» WRITTEN PROBLEM 1: List every season that the text on archery handicaps mentions by name.

Gaining a handicap
Each archer has two handicaps for each bowsytle that they shoot, one for the indoor season and one for the outdoor season. Once an archer has an initial handicap, this is reassessed each time a new score is submitted.
To gain an initial handicap you will need to shoot three recognised rounds and submit your scores to the records officer, who will calculate your initial handicap. Thereafter, each time you shoot a round and submit a score your handicap will be checked and any improvement recorded. Submitting all your scores also helps to identify if you are improving and helps to identify archers who may not be performing as well as expected.
There are many reasons why an archer may not shoot to their handicap so don’t be worried if you have a bad score. If you are experiencing any difficulties with your handicap please speak to one of the club’s coaches.
The handicap scheme is administered by the club’s records officer.
High Elm Archers presents awards for the most improved handicaps at the end of each season. In addition, the most improved archer during the summer season wins the GNAS (Archery GB) improvement award.
Handicaps are only applied when shooting in a handicap tournament.
Club handicap tables are generally updated on a monthly basis and can be checked in the Scores and handicaps section of the members pages.

» WRITTEN PROBLEM 2: In the records, echo everything from the line containing "Find the <item>leafy" down to the line containing "Return every instance of the <item>leafy", both of those lines included, without changing anything.

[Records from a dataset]

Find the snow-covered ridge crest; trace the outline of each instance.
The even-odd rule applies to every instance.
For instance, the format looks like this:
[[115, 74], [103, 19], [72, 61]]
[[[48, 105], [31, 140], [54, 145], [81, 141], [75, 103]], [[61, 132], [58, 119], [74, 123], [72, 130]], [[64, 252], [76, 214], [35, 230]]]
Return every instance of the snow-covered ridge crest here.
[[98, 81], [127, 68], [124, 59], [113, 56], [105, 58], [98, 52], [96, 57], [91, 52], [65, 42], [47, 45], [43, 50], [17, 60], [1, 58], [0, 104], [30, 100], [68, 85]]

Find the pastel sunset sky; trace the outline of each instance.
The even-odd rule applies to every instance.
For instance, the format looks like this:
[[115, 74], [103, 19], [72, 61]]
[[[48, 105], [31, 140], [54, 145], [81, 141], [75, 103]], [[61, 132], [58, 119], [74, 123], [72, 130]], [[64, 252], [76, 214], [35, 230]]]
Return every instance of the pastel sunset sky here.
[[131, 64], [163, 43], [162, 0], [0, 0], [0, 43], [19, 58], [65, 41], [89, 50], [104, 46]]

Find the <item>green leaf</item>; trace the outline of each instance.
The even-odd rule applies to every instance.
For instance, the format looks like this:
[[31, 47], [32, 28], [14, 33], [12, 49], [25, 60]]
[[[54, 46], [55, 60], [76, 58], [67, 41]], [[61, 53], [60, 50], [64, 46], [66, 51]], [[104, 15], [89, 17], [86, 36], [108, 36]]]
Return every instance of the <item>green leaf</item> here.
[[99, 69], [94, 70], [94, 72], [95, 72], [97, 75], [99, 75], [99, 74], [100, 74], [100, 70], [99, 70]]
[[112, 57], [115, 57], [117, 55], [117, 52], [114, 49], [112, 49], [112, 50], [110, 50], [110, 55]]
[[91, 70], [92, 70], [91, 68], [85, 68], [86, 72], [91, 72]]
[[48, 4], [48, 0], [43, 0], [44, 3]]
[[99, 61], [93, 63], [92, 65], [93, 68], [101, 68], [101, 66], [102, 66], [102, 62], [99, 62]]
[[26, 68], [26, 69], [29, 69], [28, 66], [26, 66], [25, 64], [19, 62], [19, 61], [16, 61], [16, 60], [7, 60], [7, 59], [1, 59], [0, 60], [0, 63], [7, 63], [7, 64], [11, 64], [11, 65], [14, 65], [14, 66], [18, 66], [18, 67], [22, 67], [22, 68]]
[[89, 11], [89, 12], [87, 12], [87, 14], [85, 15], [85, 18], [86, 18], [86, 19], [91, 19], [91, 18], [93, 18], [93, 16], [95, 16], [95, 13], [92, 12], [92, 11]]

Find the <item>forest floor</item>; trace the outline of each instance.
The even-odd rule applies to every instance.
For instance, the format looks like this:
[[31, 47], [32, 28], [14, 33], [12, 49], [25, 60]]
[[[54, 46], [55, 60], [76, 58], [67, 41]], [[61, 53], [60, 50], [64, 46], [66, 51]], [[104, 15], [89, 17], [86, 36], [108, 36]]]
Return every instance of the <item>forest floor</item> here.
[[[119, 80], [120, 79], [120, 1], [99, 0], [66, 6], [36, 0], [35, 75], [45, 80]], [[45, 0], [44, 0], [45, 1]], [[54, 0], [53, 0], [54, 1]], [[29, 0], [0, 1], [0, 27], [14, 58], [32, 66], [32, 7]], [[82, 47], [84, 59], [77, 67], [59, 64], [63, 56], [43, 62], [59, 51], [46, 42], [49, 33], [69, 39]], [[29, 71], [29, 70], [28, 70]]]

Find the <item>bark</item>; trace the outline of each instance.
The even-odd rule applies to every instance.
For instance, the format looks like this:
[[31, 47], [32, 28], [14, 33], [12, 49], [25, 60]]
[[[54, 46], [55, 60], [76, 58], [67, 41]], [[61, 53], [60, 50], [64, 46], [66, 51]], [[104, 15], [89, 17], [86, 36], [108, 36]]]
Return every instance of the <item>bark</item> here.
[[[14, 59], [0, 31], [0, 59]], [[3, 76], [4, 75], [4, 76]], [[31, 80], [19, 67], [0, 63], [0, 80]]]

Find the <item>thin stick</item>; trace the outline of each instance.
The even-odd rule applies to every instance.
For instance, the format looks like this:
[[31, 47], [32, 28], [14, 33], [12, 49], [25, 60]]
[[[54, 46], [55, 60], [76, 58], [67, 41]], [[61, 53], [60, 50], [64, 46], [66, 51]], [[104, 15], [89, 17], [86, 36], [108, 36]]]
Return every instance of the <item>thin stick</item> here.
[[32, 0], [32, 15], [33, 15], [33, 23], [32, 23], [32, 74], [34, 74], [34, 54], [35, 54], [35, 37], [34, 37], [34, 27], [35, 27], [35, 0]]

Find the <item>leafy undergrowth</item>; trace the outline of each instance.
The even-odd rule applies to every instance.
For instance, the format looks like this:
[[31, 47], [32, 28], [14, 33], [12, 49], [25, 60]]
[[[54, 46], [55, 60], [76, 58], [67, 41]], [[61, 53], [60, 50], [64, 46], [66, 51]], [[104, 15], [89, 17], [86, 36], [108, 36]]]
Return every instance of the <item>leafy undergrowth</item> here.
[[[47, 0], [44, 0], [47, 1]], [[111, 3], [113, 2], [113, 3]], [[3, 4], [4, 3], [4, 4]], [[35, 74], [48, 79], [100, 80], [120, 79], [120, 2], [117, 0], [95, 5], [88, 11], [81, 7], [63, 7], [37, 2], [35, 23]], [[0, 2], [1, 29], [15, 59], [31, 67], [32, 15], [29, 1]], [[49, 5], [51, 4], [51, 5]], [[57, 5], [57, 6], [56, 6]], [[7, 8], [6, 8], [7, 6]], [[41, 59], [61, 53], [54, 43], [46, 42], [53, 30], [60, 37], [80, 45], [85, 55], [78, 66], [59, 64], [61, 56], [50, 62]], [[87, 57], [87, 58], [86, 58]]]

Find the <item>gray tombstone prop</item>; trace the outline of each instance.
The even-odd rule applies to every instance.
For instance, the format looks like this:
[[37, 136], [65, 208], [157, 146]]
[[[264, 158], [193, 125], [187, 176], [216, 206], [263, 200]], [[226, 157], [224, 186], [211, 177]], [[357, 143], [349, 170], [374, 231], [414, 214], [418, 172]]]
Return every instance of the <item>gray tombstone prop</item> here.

» COMPLETE RESPONSE 1:
- Indoor season
- Outdoor season
- Summer season

» COMPLETE RESPONSE 2:
Find the <item>leafy undergrowth</item>; trace the outline of each instance.
The even-odd rule applies to every instance.
For instance, the format looks like this:
[[31, 47], [32, 28], [14, 33], [12, 49], [25, 60]]
[[[54, 46], [55, 60], [76, 58], [67, 41]], [[61, 53], [60, 50], [64, 46], [66, 51]], [[104, 15], [89, 17], [86, 36], [108, 36]]]
Return every instance of the <item>leafy undergrowth</item> here.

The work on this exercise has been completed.